* **The exercise**: Continue the blog post about transforming database table relations for domain objects, picking up right after its final sentence.

— Begin Page text —

Tuesday, September 6, 2011

Tables Are No Domain Objects: Table Relation Transformations Part 1

This is the second part of a blog series 'Tables Are No Domain Objects'. In this post we will discuss where database relations are good candidates to be accessed in a different manner when they are represented by domain objects of our business layer.

The most obvious kind of a database table relation is a one (A) to many (B) relation where rows in table B hold a foreign key column that points to a unique key (usually the primary key) of table A. Most data access layers, based on an O/R-Mapper or custom mappings, do a good job to map this kind of database relations into objects, but there are some cases where it can make sense to transform those relations into a different structure or provide a different access than given by our database.

— End Page text —
— Begin Items —

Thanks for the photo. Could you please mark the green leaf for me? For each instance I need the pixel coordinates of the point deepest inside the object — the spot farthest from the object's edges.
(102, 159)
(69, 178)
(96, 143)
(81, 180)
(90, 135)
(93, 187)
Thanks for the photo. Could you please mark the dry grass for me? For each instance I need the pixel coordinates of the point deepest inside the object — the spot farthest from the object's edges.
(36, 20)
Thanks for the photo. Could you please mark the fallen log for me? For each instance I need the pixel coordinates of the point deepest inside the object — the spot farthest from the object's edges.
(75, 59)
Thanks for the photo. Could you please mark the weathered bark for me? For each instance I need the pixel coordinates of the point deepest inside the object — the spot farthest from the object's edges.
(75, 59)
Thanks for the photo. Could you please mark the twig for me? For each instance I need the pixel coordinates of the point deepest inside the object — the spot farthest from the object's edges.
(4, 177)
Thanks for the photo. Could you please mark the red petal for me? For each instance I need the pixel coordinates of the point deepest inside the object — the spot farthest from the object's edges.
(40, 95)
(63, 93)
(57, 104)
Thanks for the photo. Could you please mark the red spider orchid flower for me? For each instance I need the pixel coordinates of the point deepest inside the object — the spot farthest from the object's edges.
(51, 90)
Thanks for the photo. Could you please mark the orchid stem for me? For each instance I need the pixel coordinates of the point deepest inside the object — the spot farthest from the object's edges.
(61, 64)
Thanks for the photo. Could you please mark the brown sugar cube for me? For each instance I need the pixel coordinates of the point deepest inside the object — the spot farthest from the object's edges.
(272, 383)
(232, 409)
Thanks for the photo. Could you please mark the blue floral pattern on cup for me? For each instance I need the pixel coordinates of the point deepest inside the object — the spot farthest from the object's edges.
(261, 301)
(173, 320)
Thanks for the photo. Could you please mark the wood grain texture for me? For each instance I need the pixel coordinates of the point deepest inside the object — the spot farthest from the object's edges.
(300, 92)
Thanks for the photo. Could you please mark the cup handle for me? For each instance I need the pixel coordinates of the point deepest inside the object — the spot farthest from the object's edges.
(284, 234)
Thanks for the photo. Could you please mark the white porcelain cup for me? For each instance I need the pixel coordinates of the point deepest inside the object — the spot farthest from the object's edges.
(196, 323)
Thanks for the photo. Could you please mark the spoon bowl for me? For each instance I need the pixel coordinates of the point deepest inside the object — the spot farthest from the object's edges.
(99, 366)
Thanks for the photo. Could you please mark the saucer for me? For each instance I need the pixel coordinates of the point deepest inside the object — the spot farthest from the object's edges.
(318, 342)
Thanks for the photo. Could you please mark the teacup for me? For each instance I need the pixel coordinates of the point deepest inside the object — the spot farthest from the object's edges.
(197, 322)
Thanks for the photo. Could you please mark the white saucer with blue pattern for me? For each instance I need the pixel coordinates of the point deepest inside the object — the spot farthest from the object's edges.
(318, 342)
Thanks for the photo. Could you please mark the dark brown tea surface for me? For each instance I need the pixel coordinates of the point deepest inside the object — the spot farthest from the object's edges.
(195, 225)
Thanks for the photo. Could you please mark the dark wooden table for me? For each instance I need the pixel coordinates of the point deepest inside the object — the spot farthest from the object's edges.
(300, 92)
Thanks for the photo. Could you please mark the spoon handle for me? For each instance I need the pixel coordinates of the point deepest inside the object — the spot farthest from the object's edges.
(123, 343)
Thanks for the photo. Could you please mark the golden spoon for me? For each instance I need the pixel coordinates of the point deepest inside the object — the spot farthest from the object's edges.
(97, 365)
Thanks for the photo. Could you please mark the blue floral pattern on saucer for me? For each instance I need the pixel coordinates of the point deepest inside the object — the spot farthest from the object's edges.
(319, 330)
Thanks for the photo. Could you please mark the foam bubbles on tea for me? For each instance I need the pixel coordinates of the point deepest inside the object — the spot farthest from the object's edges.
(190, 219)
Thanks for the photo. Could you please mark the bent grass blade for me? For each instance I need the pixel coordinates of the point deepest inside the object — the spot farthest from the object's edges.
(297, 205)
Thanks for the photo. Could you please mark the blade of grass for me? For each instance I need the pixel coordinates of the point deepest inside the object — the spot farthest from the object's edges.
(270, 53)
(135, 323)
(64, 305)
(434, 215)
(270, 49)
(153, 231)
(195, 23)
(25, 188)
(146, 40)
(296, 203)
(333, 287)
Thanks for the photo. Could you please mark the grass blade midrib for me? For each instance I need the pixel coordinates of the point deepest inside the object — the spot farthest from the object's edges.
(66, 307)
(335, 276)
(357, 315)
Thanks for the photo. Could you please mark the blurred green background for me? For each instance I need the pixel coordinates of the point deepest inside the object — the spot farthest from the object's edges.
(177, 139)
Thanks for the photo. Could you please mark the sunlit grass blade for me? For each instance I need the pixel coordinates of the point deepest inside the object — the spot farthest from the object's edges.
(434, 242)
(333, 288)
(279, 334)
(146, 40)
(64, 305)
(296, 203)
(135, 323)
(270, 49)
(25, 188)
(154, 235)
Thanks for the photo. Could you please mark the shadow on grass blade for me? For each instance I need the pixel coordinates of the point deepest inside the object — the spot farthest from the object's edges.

— End Items —

* **Answer**:
Foreign Key Fields And Transparent Database Relations

Before we step into more specific types of relations, there is one very basic thing where each of us should think about when starting to design a new business layer. In a database relations are always represented by foreign keys but when data are loaded into a object structure we can use object references, so we don't really need those foreign key fields as part of our objects. For instance, a sales order line object does not need to hold the ID of its parent sales order, it can hold a object reference of the sales order. One good reason to keep foreign key fields present our in domain objects is to have some additional logging and debugging information. However, we should never use those fields to implement any business logic on them, instead all business logic should always be implemented on the corresponding object references. (Very rare exceptions prove the rule though.)

This was already discussed in the previous blog post but should be recalled for sake of completeness. O/R-Mapper like Entity Framework or NHibernate provide a powerful query interface to access data, but using those queries in our business layer or presentation layers will cause a tight coupling between our source code and the database structure. Apart from other issues, discussed in the other post, queries like this can become a issue if we ever need to refactor our database structure or domain objects.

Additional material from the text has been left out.